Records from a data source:
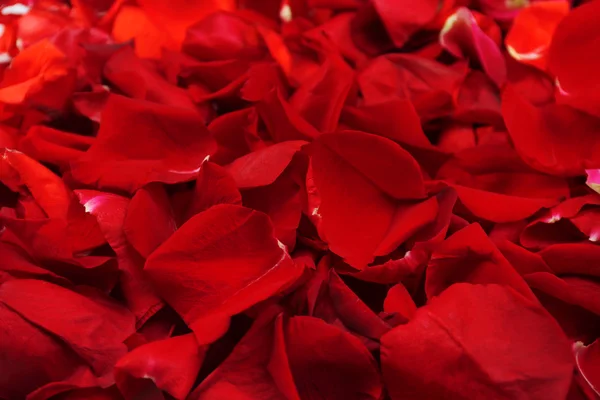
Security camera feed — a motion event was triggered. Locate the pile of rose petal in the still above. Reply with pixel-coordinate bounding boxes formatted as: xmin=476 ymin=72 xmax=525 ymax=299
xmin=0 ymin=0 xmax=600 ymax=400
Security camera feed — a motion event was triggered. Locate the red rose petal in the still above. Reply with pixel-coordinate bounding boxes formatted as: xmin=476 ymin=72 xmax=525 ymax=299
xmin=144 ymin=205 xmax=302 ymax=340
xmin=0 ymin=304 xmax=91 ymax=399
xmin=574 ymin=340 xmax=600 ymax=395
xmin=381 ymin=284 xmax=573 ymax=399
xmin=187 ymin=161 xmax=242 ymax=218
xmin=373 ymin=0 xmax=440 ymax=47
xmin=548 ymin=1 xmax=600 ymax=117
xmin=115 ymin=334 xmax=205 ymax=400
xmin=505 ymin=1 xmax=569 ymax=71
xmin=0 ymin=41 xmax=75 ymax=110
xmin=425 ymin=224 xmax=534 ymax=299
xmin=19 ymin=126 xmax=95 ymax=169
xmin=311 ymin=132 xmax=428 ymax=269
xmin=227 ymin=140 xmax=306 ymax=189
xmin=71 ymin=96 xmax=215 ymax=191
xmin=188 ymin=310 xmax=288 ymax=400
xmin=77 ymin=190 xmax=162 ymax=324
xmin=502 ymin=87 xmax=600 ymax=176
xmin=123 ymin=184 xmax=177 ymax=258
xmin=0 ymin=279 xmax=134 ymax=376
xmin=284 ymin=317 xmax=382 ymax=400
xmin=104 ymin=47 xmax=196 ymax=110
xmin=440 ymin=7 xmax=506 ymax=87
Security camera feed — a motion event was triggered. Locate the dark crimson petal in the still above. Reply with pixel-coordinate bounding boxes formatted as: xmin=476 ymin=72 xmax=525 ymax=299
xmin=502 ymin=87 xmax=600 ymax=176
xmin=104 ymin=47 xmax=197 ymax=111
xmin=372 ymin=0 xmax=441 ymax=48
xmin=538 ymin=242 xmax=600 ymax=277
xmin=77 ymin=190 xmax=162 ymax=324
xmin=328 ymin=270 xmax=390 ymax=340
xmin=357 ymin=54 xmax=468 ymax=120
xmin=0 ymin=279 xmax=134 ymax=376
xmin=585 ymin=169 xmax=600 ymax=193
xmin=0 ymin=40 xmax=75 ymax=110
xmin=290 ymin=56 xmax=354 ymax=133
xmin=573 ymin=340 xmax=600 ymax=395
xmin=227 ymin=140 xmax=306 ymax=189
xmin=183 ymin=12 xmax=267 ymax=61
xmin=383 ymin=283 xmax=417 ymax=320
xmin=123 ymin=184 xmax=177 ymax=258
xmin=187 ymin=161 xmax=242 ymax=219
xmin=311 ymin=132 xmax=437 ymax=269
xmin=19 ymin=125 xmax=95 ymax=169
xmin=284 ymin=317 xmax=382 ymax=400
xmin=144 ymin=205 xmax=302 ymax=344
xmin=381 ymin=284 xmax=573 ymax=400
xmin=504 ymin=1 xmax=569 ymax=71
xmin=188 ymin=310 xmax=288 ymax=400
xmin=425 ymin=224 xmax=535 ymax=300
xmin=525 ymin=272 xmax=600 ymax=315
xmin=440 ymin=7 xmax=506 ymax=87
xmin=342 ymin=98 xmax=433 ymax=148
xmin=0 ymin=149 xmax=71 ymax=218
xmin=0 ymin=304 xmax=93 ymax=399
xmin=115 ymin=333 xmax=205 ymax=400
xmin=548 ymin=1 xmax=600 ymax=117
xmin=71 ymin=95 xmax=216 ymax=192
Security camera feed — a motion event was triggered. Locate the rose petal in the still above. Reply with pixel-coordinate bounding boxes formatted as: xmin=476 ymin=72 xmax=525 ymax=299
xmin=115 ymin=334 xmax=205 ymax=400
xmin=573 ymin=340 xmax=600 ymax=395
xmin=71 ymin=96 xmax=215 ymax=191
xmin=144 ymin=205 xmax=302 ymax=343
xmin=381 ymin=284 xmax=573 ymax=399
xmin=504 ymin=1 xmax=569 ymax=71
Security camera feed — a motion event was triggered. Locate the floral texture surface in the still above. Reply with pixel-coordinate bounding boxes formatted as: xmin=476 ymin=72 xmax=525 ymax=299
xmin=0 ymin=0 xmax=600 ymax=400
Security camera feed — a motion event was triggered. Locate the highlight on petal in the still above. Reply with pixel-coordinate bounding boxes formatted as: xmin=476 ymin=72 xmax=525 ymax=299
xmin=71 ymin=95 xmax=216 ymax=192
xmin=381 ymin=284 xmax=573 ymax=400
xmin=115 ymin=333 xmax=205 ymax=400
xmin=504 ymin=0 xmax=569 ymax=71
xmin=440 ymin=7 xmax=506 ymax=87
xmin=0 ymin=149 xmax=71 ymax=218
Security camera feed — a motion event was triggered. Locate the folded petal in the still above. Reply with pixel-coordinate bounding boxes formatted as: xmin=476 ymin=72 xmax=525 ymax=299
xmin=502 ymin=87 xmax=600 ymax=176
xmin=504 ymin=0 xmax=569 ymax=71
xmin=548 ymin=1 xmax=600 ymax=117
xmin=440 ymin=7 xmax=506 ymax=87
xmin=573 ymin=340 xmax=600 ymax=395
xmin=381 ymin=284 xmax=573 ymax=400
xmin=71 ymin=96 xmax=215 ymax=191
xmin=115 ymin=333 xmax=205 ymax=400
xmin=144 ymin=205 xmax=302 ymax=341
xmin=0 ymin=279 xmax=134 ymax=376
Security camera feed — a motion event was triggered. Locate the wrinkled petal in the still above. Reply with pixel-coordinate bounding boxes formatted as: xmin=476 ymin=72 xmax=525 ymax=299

STATED GOAL: Set down these lines again exactly, covering every one of the records, and leave the pictures out.

SOLUTION TO THIS PROBLEM:
Security camera feed — a motion event was triggered. Locate the pile of rose petal in the still above. Reply with pixel-coordinate bounding boxes formatted as: xmin=476 ymin=72 xmax=525 ymax=299
xmin=0 ymin=0 xmax=600 ymax=400
Security camera feed — a motion event was triggered. Locate the red rose petal in the still above. Reply with pixel-coordinate bounding boxes formatted as: xmin=476 ymin=72 xmax=525 ymax=299
xmin=144 ymin=205 xmax=302 ymax=340
xmin=0 ymin=304 xmax=91 ymax=399
xmin=574 ymin=340 xmax=600 ymax=395
xmin=381 ymin=284 xmax=573 ymax=399
xmin=187 ymin=161 xmax=242 ymax=218
xmin=373 ymin=0 xmax=440 ymax=47
xmin=548 ymin=1 xmax=600 ymax=117
xmin=115 ymin=334 xmax=205 ymax=400
xmin=505 ymin=1 xmax=569 ymax=71
xmin=0 ymin=41 xmax=75 ymax=110
xmin=425 ymin=224 xmax=534 ymax=299
xmin=19 ymin=126 xmax=95 ymax=169
xmin=311 ymin=132 xmax=428 ymax=269
xmin=227 ymin=140 xmax=306 ymax=189
xmin=71 ymin=96 xmax=215 ymax=191
xmin=188 ymin=310 xmax=288 ymax=400
xmin=77 ymin=190 xmax=162 ymax=324
xmin=502 ymin=87 xmax=600 ymax=176
xmin=123 ymin=184 xmax=177 ymax=258
xmin=0 ymin=279 xmax=134 ymax=376
xmin=284 ymin=317 xmax=382 ymax=400
xmin=104 ymin=47 xmax=196 ymax=110
xmin=440 ymin=7 xmax=506 ymax=87
Security camera feed — a motion event was triggered. Locate the dark crimson petal in the still above. Reply with pixel-coordinate bounding boxes formatted as: xmin=476 ymin=72 xmax=525 ymax=299
xmin=502 ymin=87 xmax=600 ymax=176
xmin=104 ymin=47 xmax=197 ymax=111
xmin=372 ymin=0 xmax=441 ymax=48
xmin=538 ymin=242 xmax=600 ymax=277
xmin=77 ymin=190 xmax=162 ymax=324
xmin=328 ymin=270 xmax=390 ymax=340
xmin=357 ymin=54 xmax=468 ymax=120
xmin=0 ymin=279 xmax=134 ymax=376
xmin=585 ymin=169 xmax=600 ymax=193
xmin=0 ymin=40 xmax=75 ymax=110
xmin=290 ymin=56 xmax=354 ymax=133
xmin=573 ymin=340 xmax=600 ymax=395
xmin=227 ymin=140 xmax=306 ymax=189
xmin=183 ymin=12 xmax=267 ymax=61
xmin=383 ymin=283 xmax=417 ymax=320
xmin=123 ymin=184 xmax=177 ymax=258
xmin=187 ymin=161 xmax=242 ymax=219
xmin=311 ymin=132 xmax=437 ymax=269
xmin=19 ymin=125 xmax=95 ymax=169
xmin=284 ymin=317 xmax=382 ymax=400
xmin=144 ymin=205 xmax=302 ymax=344
xmin=381 ymin=284 xmax=573 ymax=400
xmin=504 ymin=1 xmax=569 ymax=71
xmin=188 ymin=310 xmax=288 ymax=400
xmin=425 ymin=224 xmax=535 ymax=300
xmin=525 ymin=272 xmax=600 ymax=315
xmin=440 ymin=7 xmax=506 ymax=87
xmin=342 ymin=98 xmax=433 ymax=148
xmin=0 ymin=149 xmax=71 ymax=218
xmin=0 ymin=304 xmax=93 ymax=399
xmin=115 ymin=333 xmax=205 ymax=400
xmin=548 ymin=1 xmax=600 ymax=117
xmin=71 ymin=95 xmax=216 ymax=192
Security camera feed — a motion event was triggered. Locate the rose petal in the still above. Reply with pixel-coordinate bounding boxes formatted as: xmin=476 ymin=72 xmax=525 ymax=299
xmin=115 ymin=334 xmax=205 ymax=400
xmin=573 ymin=340 xmax=600 ymax=395
xmin=71 ymin=96 xmax=215 ymax=191
xmin=144 ymin=205 xmax=302 ymax=343
xmin=381 ymin=284 xmax=573 ymax=399
xmin=504 ymin=1 xmax=569 ymax=71
Security camera feed — a motion event was triggered. Locate the floral texture surface in the still above. Reply with pixel-coordinate bounding boxes formatted as: xmin=476 ymin=72 xmax=525 ymax=299
xmin=0 ymin=0 xmax=600 ymax=400
Security camera feed — a motion event was triggered. Locate the highlight on petal in the still above. Reply with pixel-coordinate bounding boxes formatted as: xmin=476 ymin=72 xmax=525 ymax=299
xmin=71 ymin=95 xmax=216 ymax=192
xmin=381 ymin=284 xmax=573 ymax=400
xmin=115 ymin=333 xmax=205 ymax=400
xmin=504 ymin=0 xmax=569 ymax=71
xmin=440 ymin=7 xmax=506 ymax=87
xmin=0 ymin=149 xmax=71 ymax=218
Security camera feed — a motion event was triggered. Locate the folded petal in the still above. Reply with pixel-coordinate bounding boxes formatted as: xmin=476 ymin=72 xmax=525 ymax=299
xmin=502 ymin=87 xmax=600 ymax=176
xmin=504 ymin=0 xmax=569 ymax=71
xmin=548 ymin=1 xmax=600 ymax=117
xmin=440 ymin=7 xmax=506 ymax=87
xmin=573 ymin=340 xmax=600 ymax=395
xmin=381 ymin=284 xmax=573 ymax=400
xmin=71 ymin=96 xmax=215 ymax=191
xmin=115 ymin=333 xmax=205 ymax=400
xmin=144 ymin=205 xmax=302 ymax=341
xmin=0 ymin=279 xmax=134 ymax=376
Security camera feed — a motion event was triggered. Locate the wrinkled petal in the still above. Reply with pixel-coordinate bounding boxes formatted as: xmin=476 ymin=72 xmax=525 ymax=299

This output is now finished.